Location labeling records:

-- -- --

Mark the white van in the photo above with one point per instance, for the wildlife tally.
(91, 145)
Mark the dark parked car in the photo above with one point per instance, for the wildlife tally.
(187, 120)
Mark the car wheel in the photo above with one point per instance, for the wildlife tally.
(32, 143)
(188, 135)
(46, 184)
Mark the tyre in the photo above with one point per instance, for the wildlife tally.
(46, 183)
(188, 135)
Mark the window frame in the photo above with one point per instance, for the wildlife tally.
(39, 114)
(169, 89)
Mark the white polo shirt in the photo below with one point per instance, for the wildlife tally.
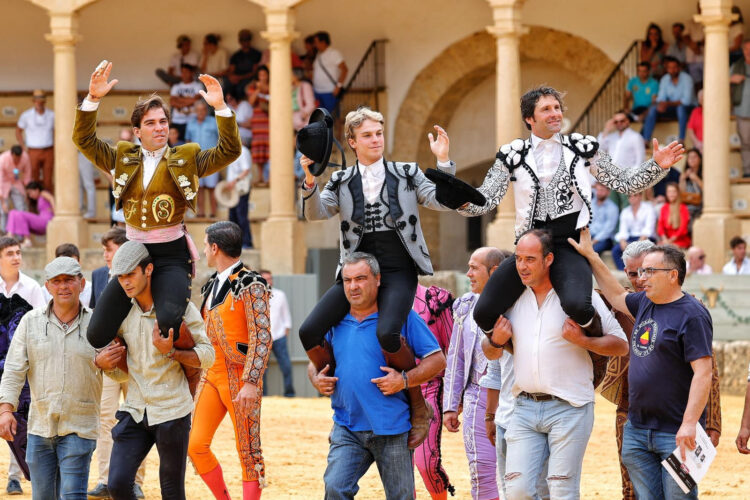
(543, 361)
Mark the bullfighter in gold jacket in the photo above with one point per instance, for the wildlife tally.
(235, 309)
(154, 184)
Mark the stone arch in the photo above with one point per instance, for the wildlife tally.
(437, 90)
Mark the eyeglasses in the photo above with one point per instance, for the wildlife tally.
(647, 272)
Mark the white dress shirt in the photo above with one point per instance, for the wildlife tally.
(642, 223)
(543, 361)
(281, 317)
(731, 267)
(626, 149)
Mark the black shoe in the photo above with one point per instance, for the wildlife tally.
(100, 491)
(14, 487)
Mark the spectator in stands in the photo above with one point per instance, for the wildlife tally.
(605, 215)
(184, 55)
(637, 222)
(329, 72)
(675, 99)
(184, 95)
(242, 65)
(696, 261)
(258, 97)
(694, 53)
(214, 59)
(674, 220)
(237, 172)
(35, 132)
(678, 49)
(641, 91)
(41, 210)
(202, 129)
(739, 264)
(695, 124)
(87, 186)
(654, 50)
(740, 92)
(736, 34)
(15, 173)
(624, 144)
(281, 325)
(691, 184)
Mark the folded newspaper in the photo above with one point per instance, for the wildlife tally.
(688, 473)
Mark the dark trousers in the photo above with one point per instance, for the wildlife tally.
(170, 287)
(131, 443)
(570, 274)
(398, 285)
(238, 215)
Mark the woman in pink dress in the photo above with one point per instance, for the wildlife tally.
(42, 208)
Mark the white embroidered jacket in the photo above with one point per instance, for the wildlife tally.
(515, 162)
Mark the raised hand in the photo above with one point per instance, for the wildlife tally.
(441, 146)
(668, 155)
(213, 95)
(98, 85)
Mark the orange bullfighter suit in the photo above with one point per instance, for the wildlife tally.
(237, 322)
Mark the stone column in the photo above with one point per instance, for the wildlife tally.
(283, 247)
(68, 225)
(507, 30)
(717, 225)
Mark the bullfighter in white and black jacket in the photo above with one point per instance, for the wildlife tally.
(552, 187)
(377, 201)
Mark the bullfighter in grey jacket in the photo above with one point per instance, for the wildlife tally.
(378, 203)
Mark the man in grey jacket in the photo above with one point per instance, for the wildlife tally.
(378, 204)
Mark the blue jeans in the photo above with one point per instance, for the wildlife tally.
(642, 453)
(538, 431)
(281, 352)
(681, 112)
(351, 454)
(501, 446)
(59, 466)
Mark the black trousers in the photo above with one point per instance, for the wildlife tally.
(170, 287)
(398, 285)
(570, 274)
(131, 443)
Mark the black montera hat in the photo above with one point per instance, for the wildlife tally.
(315, 140)
(452, 191)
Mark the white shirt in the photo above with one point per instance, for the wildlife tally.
(643, 223)
(330, 60)
(39, 129)
(731, 267)
(547, 153)
(543, 361)
(241, 164)
(373, 177)
(281, 317)
(626, 149)
(27, 288)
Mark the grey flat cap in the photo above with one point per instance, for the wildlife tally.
(62, 265)
(127, 257)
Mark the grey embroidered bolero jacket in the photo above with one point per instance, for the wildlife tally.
(515, 162)
(405, 187)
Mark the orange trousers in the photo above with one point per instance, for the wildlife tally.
(214, 401)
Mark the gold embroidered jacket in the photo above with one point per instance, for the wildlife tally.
(174, 185)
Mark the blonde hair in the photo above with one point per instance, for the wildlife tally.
(355, 119)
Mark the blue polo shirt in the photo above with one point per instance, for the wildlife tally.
(664, 340)
(357, 403)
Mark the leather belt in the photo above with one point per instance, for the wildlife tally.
(538, 396)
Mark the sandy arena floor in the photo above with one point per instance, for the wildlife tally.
(295, 435)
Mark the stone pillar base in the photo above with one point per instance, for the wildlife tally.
(712, 233)
(501, 233)
(65, 229)
(283, 249)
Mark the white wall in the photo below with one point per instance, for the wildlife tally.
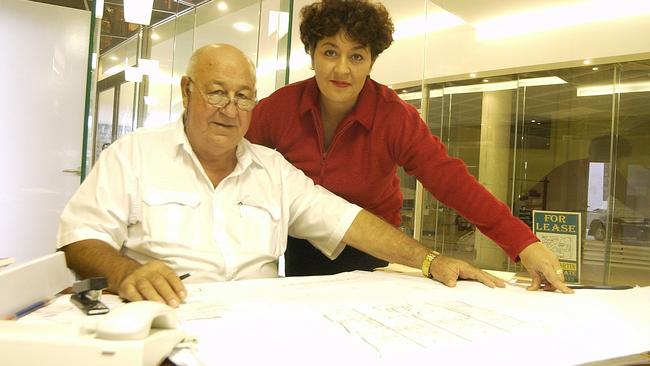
(43, 73)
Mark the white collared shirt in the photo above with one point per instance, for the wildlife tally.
(149, 197)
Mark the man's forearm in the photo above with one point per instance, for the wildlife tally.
(374, 236)
(95, 258)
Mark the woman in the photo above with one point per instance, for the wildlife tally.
(349, 134)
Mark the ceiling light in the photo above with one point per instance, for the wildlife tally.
(138, 11)
(433, 21)
(547, 80)
(243, 27)
(504, 85)
(607, 89)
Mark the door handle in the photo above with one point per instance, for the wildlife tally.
(76, 171)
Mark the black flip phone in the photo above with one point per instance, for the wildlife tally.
(88, 306)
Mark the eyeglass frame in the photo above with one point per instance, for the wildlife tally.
(222, 101)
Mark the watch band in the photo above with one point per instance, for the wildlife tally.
(426, 263)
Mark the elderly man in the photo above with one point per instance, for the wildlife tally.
(195, 196)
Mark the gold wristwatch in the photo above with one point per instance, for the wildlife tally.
(426, 263)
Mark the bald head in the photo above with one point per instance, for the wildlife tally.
(212, 54)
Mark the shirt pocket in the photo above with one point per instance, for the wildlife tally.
(258, 228)
(171, 217)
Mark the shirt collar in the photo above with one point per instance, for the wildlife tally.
(363, 111)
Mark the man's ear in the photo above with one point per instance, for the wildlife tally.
(185, 90)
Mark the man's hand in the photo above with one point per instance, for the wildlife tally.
(544, 267)
(153, 281)
(448, 270)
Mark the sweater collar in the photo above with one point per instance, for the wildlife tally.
(363, 111)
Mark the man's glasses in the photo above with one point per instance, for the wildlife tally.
(221, 100)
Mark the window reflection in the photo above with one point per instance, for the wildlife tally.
(567, 150)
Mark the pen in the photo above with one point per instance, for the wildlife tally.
(28, 309)
(598, 287)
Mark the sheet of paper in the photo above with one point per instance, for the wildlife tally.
(388, 316)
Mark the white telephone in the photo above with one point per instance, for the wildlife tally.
(137, 333)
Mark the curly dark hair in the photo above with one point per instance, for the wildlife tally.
(365, 22)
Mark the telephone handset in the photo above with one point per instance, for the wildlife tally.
(136, 333)
(136, 320)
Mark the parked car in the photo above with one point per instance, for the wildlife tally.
(623, 228)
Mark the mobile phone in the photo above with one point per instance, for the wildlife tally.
(89, 306)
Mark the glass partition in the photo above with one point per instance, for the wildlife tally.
(571, 140)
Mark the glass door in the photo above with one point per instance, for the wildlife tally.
(115, 111)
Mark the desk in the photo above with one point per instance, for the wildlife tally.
(382, 318)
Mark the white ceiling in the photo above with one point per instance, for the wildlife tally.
(475, 11)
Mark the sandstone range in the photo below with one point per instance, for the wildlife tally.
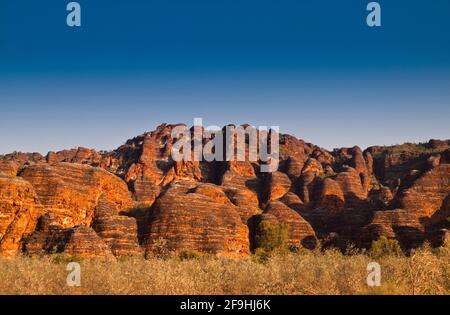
(128, 201)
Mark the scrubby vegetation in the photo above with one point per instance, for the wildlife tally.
(425, 271)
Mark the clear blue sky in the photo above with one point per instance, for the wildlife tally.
(313, 68)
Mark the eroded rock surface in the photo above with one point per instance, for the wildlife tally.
(99, 204)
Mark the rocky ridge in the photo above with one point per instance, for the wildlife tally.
(129, 201)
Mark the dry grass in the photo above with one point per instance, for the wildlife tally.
(425, 272)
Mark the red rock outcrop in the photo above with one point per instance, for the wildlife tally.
(191, 217)
(279, 185)
(19, 209)
(119, 232)
(72, 191)
(300, 232)
(79, 241)
(137, 194)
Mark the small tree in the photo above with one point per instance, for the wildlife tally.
(271, 236)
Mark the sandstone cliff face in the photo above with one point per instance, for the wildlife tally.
(19, 210)
(72, 191)
(189, 216)
(103, 204)
(300, 232)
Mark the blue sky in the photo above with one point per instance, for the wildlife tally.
(314, 68)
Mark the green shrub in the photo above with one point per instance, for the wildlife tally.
(385, 247)
(271, 236)
(189, 254)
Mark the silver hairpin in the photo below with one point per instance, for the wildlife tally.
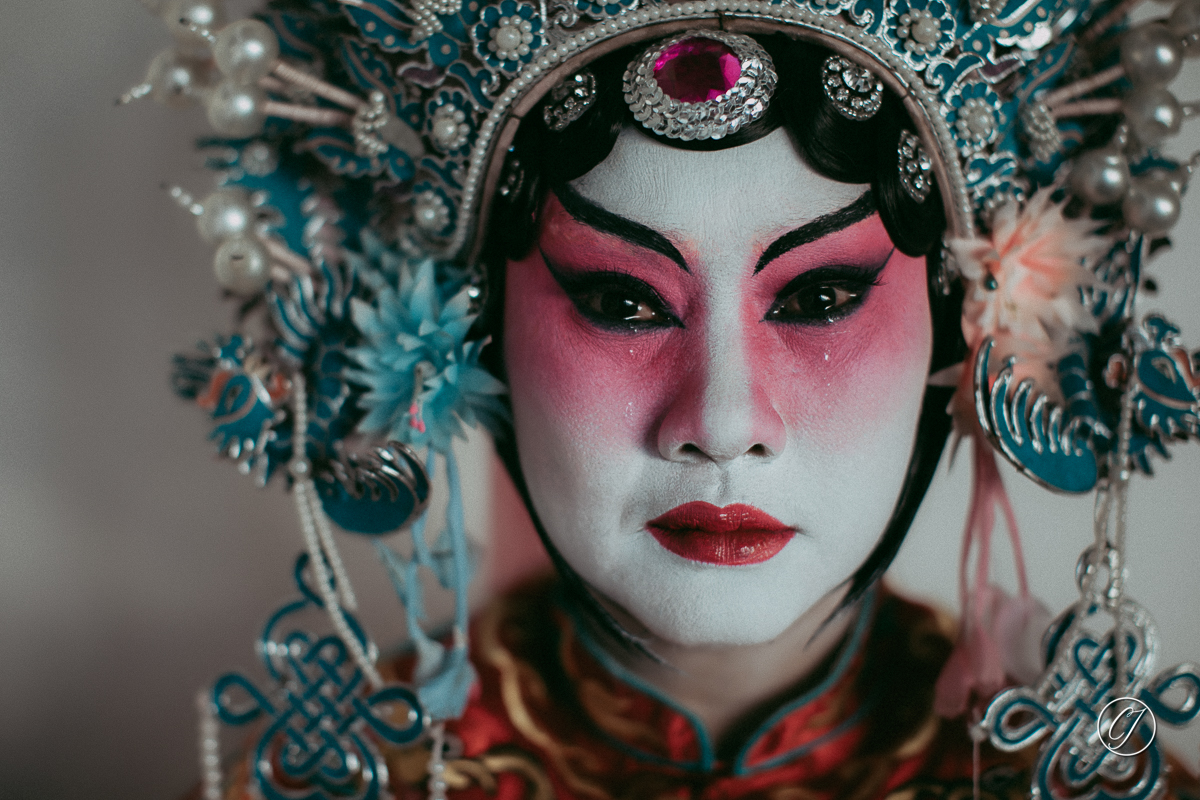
(729, 90)
(916, 168)
(568, 101)
(856, 92)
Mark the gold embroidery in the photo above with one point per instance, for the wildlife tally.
(462, 773)
(605, 708)
(516, 680)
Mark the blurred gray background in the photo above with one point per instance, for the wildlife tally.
(135, 567)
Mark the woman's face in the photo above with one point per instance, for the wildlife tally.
(717, 364)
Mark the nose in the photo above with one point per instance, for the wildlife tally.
(723, 408)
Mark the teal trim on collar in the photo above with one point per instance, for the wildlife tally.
(707, 752)
(707, 755)
(865, 617)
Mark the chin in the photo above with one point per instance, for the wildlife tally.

-- -- --

SET PROBLEM: Give back exactly the lines running from the line containing "Mark the gold embroidery" through the end of the material above, both included, and nothing beyond them.

THE OUTPUT:
Mark the gold embroidery in the photo above with one point per instance, for the wildlife tally.
(462, 773)
(605, 708)
(516, 680)
Mark the blurred gray background in the photo above with one point per instance, for the wildlife tally.
(135, 567)
Mark the woman's face in the photo above with one point per instance, for the wildlife tally.
(717, 364)
Mark the nose in the photo above with one point per instance, for the wildlife tally.
(723, 408)
Mark the teal trim on collar in the photo above with one point per instance, for the wildlife tally.
(707, 752)
(707, 755)
(865, 617)
Mark the chin in the photo above with one point per instance, for the wildlife tally.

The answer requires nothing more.